[Opening Exercise inputs section]

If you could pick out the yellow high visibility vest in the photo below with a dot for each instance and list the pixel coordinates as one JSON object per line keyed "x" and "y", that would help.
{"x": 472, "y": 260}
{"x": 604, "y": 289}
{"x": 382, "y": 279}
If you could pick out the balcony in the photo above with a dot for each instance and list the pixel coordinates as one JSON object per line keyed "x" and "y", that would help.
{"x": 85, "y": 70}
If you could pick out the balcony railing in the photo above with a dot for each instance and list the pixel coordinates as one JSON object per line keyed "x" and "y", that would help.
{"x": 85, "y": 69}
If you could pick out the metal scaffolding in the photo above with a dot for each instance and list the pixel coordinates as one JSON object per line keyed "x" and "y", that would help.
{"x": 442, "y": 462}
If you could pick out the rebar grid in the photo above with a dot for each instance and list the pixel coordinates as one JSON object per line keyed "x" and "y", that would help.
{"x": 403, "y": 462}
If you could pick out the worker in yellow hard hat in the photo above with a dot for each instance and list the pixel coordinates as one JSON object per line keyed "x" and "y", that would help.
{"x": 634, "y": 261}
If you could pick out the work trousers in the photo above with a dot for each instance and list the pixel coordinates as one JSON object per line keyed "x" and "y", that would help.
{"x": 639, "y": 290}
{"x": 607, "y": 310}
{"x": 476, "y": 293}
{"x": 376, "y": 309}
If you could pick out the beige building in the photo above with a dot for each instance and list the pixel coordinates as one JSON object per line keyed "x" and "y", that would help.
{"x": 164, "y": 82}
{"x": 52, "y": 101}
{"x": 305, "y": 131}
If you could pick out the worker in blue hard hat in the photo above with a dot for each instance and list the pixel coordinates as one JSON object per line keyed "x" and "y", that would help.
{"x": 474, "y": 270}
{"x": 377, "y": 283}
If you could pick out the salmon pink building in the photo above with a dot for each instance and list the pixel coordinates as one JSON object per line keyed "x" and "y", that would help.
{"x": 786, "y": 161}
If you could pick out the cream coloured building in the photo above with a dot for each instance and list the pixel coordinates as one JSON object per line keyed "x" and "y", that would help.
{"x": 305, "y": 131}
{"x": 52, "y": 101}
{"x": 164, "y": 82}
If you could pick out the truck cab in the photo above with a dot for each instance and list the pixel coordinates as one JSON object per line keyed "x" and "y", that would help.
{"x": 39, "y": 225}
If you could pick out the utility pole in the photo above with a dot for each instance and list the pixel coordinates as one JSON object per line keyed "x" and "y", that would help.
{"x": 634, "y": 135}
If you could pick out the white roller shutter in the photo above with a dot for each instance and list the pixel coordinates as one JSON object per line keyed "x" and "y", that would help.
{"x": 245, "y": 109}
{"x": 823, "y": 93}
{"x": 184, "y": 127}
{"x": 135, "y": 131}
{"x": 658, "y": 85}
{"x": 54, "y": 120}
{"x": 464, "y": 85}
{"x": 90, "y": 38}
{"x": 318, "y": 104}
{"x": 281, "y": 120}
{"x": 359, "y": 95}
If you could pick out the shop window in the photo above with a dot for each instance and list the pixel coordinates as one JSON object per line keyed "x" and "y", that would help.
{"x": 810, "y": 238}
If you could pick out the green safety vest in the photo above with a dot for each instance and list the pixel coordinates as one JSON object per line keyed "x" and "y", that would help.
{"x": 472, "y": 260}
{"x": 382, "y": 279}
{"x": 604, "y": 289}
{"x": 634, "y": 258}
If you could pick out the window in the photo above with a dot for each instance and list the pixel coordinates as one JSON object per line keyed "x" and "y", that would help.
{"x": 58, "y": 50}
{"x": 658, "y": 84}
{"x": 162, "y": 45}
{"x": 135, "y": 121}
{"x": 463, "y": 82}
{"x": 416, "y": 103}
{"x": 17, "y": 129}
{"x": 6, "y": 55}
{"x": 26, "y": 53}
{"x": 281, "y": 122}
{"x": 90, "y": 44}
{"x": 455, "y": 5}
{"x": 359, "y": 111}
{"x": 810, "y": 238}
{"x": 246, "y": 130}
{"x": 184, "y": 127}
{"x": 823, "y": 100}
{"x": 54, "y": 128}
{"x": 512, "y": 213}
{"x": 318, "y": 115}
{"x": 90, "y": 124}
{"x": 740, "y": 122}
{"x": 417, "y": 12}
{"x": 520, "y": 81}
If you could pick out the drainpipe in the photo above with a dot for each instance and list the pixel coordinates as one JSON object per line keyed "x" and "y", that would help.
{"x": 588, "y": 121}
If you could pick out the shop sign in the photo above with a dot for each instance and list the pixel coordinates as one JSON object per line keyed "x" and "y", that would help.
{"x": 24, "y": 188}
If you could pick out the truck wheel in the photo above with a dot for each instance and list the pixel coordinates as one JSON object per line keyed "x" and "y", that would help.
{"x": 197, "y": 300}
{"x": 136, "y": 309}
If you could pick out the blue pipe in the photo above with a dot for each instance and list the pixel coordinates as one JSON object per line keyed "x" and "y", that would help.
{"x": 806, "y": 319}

[Closing Exercise inputs section]

Word for word, give back the data shown above.

If you could pick out the yellow high visibility vest in the photo below with a dot for each instance and list the pixel coordinates as one JSON object per line keyed "x" and "y", that would help.
{"x": 472, "y": 260}
{"x": 604, "y": 289}
{"x": 382, "y": 279}
If you could pick out the balcony in the photo above with a dot for each instance and list the pixel coordinates as one JSON object per line keyed "x" and "y", that would help.
{"x": 85, "y": 70}
If you could pick out the balcony railing in the photo above with a dot for each instance and list the pixel coordinates as one JSON object per line keyed "x" and "y", that would help.
{"x": 85, "y": 69}
If you could pick out the metal scaffolding in the photo above with a dot for each instance and list the pixel coordinates as one JSON object per line keyed "x" and "y", that would help.
{"x": 442, "y": 462}
If you could pick out the rebar grid in the photo above with a dot for each instance and list the pixel coordinates as one JSON object per line keyed "x" and "y", that would help.
{"x": 403, "y": 462}
If you could pick out the worker in yellow hard hat in the photo above with a dot for each instance and list the pixel coordinates as one JSON object per line keyed "x" and "y", that would help.
{"x": 634, "y": 261}
If you could pick out the work trousers in the photo above with a dot for each instance and list the pixel coordinates as one JSON object per line keyed "x" and "y", that would help.
{"x": 639, "y": 290}
{"x": 607, "y": 310}
{"x": 476, "y": 293}
{"x": 376, "y": 309}
If you could pick out the beige building in the photo above with a dot for each instance and list the pixel coordinates as one JSON object per line keyed "x" and "y", that would help.
{"x": 164, "y": 82}
{"x": 52, "y": 101}
{"x": 305, "y": 131}
If you could pick out the worker in blue hard hat in the photo above with a dot for each instance and list the pixel coordinates as one JSON object per line keyed "x" and "y", that would help.
{"x": 474, "y": 270}
{"x": 377, "y": 283}
If you could pick out the salmon pink building in the photo above with a dot for each instance and list the pixel coordinates as one JSON object per line keyed "x" and "y", that would help.
{"x": 786, "y": 161}
If you could pick out the cream coloured building in the photo above with a dot for each instance and list the pixel coordinates as one JSON object per line keyed "x" and "y", that would help.
{"x": 305, "y": 131}
{"x": 52, "y": 101}
{"x": 164, "y": 82}
If you could pick out the truck cab in the photo above with a dot for each instance and list the pixel coordinates as one JSON object per line keyed "x" and "y", that would help.
{"x": 39, "y": 225}
If you could pick out the utility pole in the photo above with a dot for each instance and list the pixel coordinates as one JSON object per line keyed "x" and "y", that would help.
{"x": 634, "y": 135}
If you could pick out the white roller shutter in the photo above with a dot for each instance and list the pixel coordinates as one JSON object per line keyed "x" and "y", that would help.
{"x": 245, "y": 109}
{"x": 823, "y": 93}
{"x": 184, "y": 127}
{"x": 135, "y": 131}
{"x": 658, "y": 85}
{"x": 54, "y": 120}
{"x": 464, "y": 85}
{"x": 90, "y": 38}
{"x": 318, "y": 104}
{"x": 281, "y": 120}
{"x": 359, "y": 95}
If you could pick out the shop window in the photo above with a dot for each instance and list the pixel coordinates as one JSON object per line keyed "x" and "y", that would help.
{"x": 810, "y": 238}
If you could pick out the green safety vest in the photo above with a dot for each instance and list the pixel coordinates as one JSON object per line keyed "x" and "y", that would help.
{"x": 472, "y": 260}
{"x": 382, "y": 279}
{"x": 604, "y": 289}
{"x": 634, "y": 258}
If you could pick out the window in the photo above with a dot for each instance and list the pixel coordinates as one JSON object per line keyed "x" and "y", that would help.
{"x": 58, "y": 50}
{"x": 658, "y": 84}
{"x": 162, "y": 45}
{"x": 135, "y": 121}
{"x": 463, "y": 82}
{"x": 416, "y": 103}
{"x": 17, "y": 129}
{"x": 6, "y": 55}
{"x": 26, "y": 53}
{"x": 281, "y": 122}
{"x": 90, "y": 44}
{"x": 455, "y": 5}
{"x": 359, "y": 111}
{"x": 810, "y": 238}
{"x": 246, "y": 130}
{"x": 184, "y": 127}
{"x": 823, "y": 100}
{"x": 54, "y": 128}
{"x": 512, "y": 213}
{"x": 318, "y": 115}
{"x": 90, "y": 124}
{"x": 740, "y": 122}
{"x": 417, "y": 12}
{"x": 520, "y": 81}
If you could pick out the drainpipe in the photo above with a dot for each instance and list the pixel coordinates as one JSON object per line keyed "x" and "y", that would help.
{"x": 588, "y": 121}
If you could pick out the shop sign in the photo above with a dot for each instance and list the pixel coordinates as one JSON object per line keyed "x" and "y", that would help.
{"x": 24, "y": 188}
If you could pick out the truck wheel in the photo above with a dot for each instance and list the pixel coordinates as one JSON object per line keyed "x" and "y", that would help.
{"x": 197, "y": 300}
{"x": 136, "y": 309}
If you could pick out the blue pipe in the photo above with a dot for each instance and list the pixel coordinates as one JSON object per line keyed "x" and "y", that would help.
{"x": 806, "y": 319}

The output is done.